* BEGIN PROVIDED DATA *
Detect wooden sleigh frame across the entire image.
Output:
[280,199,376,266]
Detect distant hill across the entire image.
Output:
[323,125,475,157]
* END PROVIDED DATA *
:: SHORT EXERCISE ::
Replace "Detect" with "Locate" everywhere it appears in the material above, and reproduce the lines with nothing else changed.

:: OUTPUT FOR THIS TASK ::
Locate wooden sleigh frame across the entire image.
Output:
[280,199,376,266]
Locate distant hill across the entire image.
Output:
[323,125,475,157]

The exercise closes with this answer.